Beginning with the line containing "like (538, 156)." and ending with the last line of the records, set down every line exactly.
━━━ Materials provided ━━━
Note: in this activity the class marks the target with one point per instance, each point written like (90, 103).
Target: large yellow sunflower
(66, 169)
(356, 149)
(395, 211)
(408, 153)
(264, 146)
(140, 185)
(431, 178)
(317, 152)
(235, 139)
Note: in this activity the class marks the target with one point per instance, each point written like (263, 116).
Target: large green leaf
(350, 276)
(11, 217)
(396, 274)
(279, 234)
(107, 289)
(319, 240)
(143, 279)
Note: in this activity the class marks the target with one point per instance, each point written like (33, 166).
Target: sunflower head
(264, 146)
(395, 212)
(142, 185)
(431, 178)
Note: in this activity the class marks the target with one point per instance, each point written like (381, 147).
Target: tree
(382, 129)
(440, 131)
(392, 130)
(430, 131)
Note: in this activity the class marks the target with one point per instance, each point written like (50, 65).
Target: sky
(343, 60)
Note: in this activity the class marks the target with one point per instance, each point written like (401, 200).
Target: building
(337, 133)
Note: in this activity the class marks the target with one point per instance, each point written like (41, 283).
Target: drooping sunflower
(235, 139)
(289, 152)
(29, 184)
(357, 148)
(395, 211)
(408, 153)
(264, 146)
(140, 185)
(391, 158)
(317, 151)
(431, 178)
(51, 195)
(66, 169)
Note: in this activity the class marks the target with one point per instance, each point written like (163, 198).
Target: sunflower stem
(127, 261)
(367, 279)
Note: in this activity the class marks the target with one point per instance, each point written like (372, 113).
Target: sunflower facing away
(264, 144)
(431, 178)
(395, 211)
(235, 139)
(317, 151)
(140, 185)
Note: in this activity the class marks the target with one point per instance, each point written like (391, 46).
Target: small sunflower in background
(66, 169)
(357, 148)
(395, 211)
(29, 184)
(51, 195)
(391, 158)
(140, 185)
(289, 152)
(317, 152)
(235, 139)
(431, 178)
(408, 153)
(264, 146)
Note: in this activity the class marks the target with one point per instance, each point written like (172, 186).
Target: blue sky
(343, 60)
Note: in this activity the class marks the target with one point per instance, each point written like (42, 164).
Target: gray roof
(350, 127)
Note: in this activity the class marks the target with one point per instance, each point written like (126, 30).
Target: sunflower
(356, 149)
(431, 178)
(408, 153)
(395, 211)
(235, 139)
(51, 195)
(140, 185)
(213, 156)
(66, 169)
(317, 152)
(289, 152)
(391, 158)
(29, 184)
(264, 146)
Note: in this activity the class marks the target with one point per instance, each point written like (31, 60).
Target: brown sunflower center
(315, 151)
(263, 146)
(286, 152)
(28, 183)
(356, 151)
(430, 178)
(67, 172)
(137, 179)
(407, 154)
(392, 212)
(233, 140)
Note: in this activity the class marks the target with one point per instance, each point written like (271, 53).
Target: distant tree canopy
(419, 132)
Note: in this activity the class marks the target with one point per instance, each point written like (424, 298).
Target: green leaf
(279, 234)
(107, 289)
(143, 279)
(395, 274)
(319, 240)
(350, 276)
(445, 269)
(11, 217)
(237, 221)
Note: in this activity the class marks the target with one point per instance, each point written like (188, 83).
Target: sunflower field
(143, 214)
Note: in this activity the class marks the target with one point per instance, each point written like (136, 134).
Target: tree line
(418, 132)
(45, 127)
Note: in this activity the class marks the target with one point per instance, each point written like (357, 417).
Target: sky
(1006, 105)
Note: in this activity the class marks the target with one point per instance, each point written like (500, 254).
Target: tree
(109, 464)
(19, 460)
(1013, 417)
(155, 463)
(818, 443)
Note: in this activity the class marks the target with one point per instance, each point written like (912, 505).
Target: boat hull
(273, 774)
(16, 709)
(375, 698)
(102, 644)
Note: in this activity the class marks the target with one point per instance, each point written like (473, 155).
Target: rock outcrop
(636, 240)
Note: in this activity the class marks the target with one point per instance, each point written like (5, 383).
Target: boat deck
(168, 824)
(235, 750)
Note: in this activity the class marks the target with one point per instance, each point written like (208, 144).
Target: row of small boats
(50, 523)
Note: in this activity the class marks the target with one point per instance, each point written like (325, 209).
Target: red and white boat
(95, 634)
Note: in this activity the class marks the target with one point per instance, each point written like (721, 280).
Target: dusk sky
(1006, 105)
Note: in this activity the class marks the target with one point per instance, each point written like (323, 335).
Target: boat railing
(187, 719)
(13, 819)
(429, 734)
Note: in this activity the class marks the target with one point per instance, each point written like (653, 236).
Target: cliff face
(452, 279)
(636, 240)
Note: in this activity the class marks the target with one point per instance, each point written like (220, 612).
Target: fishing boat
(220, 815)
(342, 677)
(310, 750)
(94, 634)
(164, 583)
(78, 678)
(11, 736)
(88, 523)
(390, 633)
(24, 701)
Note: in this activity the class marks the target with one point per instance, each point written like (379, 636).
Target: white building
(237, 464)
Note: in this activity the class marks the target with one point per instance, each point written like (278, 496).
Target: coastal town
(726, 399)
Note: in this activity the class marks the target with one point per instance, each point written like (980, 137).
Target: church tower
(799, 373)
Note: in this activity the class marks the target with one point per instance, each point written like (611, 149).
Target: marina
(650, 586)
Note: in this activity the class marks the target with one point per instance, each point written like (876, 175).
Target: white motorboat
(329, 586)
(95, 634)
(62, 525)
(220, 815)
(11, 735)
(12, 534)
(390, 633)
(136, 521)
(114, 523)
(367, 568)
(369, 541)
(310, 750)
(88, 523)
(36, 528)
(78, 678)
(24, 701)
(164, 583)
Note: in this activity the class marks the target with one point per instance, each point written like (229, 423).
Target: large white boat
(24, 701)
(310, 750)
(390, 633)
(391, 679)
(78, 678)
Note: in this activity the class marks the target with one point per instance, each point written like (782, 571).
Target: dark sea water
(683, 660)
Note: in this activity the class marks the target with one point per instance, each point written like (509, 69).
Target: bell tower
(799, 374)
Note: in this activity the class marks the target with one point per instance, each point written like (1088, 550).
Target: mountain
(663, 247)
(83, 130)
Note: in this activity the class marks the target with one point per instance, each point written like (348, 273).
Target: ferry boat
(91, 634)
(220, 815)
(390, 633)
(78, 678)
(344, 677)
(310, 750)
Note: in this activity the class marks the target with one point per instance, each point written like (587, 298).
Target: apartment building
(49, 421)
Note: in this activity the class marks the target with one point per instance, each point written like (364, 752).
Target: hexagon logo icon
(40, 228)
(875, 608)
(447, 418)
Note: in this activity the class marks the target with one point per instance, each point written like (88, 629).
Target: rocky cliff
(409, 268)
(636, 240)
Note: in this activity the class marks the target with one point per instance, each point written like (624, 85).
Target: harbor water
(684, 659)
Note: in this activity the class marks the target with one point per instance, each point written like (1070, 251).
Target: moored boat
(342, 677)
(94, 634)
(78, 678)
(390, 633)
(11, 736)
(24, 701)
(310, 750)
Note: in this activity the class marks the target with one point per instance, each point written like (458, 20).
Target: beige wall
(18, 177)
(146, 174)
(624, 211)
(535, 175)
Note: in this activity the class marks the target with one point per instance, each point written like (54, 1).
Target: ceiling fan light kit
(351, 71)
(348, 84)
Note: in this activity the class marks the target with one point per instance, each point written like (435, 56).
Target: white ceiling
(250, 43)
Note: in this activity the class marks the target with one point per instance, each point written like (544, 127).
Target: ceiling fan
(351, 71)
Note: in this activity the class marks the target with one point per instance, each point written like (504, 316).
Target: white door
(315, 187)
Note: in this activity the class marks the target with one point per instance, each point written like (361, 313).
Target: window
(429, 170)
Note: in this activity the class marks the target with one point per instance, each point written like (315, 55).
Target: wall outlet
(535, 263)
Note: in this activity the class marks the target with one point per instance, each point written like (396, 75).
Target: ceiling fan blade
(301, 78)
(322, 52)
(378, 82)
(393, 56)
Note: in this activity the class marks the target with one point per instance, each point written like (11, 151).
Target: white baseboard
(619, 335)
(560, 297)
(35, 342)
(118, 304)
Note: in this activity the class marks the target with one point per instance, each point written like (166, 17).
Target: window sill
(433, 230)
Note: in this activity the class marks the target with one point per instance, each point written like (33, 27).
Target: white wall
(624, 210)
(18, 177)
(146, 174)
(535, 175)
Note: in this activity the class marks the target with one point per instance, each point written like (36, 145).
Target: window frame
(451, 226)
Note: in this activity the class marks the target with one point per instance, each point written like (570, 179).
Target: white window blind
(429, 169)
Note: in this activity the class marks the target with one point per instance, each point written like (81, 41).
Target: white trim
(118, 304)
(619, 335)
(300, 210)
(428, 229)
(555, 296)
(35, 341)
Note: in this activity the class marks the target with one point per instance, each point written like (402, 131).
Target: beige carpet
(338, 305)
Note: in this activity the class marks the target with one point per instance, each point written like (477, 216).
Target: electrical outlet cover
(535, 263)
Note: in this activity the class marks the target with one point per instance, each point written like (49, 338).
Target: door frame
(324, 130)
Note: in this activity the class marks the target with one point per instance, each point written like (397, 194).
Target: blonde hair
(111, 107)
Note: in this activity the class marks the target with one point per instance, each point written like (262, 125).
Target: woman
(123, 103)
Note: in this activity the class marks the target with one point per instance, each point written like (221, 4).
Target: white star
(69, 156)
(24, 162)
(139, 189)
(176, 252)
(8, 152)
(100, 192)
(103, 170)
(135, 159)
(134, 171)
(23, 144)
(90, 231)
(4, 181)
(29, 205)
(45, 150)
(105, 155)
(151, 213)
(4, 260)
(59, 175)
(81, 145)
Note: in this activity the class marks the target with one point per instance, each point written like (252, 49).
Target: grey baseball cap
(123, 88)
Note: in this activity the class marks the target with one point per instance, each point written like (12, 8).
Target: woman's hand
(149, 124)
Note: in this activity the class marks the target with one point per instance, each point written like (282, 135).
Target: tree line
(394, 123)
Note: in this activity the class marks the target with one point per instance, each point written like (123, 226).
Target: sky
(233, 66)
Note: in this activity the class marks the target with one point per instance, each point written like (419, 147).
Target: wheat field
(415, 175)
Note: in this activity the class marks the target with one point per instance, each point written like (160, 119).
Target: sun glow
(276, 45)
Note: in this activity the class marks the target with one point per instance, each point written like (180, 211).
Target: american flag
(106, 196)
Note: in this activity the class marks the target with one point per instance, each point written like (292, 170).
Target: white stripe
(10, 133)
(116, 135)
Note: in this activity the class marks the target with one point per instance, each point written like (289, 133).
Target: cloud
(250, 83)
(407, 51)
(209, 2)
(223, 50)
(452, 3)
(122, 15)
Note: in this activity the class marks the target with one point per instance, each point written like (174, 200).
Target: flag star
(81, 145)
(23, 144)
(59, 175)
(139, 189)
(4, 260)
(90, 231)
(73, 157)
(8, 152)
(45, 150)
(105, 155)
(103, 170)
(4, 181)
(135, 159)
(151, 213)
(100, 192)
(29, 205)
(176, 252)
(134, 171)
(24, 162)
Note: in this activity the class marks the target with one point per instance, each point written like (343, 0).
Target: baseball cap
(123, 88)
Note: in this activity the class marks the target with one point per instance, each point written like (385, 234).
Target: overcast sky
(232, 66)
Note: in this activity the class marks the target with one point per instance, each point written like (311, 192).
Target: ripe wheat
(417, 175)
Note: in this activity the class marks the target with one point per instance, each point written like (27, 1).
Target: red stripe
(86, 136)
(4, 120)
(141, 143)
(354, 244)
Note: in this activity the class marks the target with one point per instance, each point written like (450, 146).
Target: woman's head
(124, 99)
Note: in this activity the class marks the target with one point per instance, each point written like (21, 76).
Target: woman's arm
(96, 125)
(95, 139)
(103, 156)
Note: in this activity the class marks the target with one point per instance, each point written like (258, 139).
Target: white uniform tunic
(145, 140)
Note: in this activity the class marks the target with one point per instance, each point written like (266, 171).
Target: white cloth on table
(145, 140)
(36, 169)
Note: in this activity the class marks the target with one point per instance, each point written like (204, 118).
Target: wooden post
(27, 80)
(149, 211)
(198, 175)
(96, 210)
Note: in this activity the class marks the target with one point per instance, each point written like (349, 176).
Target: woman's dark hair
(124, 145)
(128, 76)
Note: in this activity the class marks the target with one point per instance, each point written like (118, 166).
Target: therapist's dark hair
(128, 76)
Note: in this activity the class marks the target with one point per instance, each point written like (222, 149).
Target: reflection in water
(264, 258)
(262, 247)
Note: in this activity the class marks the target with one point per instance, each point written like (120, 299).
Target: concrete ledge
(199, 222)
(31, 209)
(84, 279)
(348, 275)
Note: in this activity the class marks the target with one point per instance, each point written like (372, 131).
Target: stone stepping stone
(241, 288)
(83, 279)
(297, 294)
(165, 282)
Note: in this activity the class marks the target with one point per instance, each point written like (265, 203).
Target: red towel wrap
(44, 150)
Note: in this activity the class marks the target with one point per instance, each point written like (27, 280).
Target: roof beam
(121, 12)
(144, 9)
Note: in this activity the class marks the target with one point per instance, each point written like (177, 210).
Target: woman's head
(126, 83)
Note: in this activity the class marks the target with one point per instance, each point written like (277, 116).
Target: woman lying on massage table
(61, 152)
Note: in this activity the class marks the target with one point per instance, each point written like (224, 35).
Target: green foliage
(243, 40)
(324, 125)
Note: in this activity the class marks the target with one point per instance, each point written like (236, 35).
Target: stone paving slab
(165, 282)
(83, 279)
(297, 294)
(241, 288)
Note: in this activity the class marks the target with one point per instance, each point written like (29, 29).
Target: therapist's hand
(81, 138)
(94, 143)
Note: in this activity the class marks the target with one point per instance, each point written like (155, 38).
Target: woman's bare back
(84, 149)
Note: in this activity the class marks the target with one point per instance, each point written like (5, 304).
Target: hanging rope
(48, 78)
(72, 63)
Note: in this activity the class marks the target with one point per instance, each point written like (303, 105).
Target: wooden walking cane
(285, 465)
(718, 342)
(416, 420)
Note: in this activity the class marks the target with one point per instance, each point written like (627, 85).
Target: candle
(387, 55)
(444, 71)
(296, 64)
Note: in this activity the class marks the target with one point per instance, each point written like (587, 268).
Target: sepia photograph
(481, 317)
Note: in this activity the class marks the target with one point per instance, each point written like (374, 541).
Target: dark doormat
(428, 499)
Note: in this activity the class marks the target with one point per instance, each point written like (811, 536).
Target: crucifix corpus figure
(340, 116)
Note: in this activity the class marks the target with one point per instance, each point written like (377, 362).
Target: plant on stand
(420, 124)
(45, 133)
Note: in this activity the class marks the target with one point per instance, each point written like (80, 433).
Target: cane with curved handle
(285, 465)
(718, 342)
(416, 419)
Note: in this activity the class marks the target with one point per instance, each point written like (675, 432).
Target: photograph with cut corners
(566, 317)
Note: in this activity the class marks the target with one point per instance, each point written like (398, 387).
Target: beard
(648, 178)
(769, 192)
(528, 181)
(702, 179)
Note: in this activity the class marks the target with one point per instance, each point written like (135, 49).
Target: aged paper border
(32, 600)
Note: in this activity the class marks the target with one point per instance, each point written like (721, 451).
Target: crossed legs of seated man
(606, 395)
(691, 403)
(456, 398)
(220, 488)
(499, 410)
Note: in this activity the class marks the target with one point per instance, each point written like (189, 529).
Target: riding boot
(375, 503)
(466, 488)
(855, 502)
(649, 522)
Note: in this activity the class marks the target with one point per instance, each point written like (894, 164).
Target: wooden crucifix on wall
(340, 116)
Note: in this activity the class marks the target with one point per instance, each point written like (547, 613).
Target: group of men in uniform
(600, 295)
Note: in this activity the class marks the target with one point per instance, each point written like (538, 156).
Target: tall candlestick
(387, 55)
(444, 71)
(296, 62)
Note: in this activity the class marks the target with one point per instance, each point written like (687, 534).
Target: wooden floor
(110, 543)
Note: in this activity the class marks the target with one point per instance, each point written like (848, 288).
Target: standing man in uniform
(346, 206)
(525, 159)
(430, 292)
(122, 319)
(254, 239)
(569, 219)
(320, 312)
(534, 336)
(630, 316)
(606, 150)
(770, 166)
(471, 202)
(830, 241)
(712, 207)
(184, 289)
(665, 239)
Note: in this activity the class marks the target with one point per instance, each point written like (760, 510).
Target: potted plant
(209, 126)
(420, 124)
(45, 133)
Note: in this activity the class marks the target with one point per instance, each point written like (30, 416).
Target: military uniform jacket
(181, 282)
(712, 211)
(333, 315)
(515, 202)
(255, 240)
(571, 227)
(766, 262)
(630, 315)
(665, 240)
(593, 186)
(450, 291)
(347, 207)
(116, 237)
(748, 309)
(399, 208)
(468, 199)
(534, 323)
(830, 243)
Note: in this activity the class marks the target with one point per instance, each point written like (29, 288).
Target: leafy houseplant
━━━
Response to this task.
Note: in this activity the class marks the target with one point per instance, each point written like (538, 156).
Target: tall candlestick
(387, 55)
(444, 71)
(296, 62)
Note: in this activity the class marks the target with one point per instance, each point written like (687, 534).
Target: wooden floor
(110, 543)
Note: in this activity the class marks the target with one point per instance, each point written like (848, 288).
Target: standing man in uniform
(346, 206)
(525, 159)
(430, 292)
(122, 319)
(254, 239)
(569, 219)
(320, 312)
(534, 336)
(630, 316)
(606, 150)
(770, 166)
(471, 202)
(830, 241)
(712, 207)
(184, 289)
(665, 239)
Note: in this activity the class marks the target with one point per instance, each point written like (760, 510).
Target: potted plant
(209, 126)
(420, 124)
(45, 133)
Note: in this activity the class marks the target with one point per instance, each point written like (30, 416).
Target: military uniform jacket
(181, 282)
(712, 211)
(333, 315)
(515, 202)
(255, 240)
(571, 227)
(766, 262)
(630, 315)
(665, 240)
(593, 186)
(450, 291)
(347, 207)
(116, 237)
(748, 309)
(399, 208)
(468, 199)
(534, 323)
(830, 243)
Note: in this activity the class marks the target with one point per instance, each point written like (29, 288).
Target: leafy houseplant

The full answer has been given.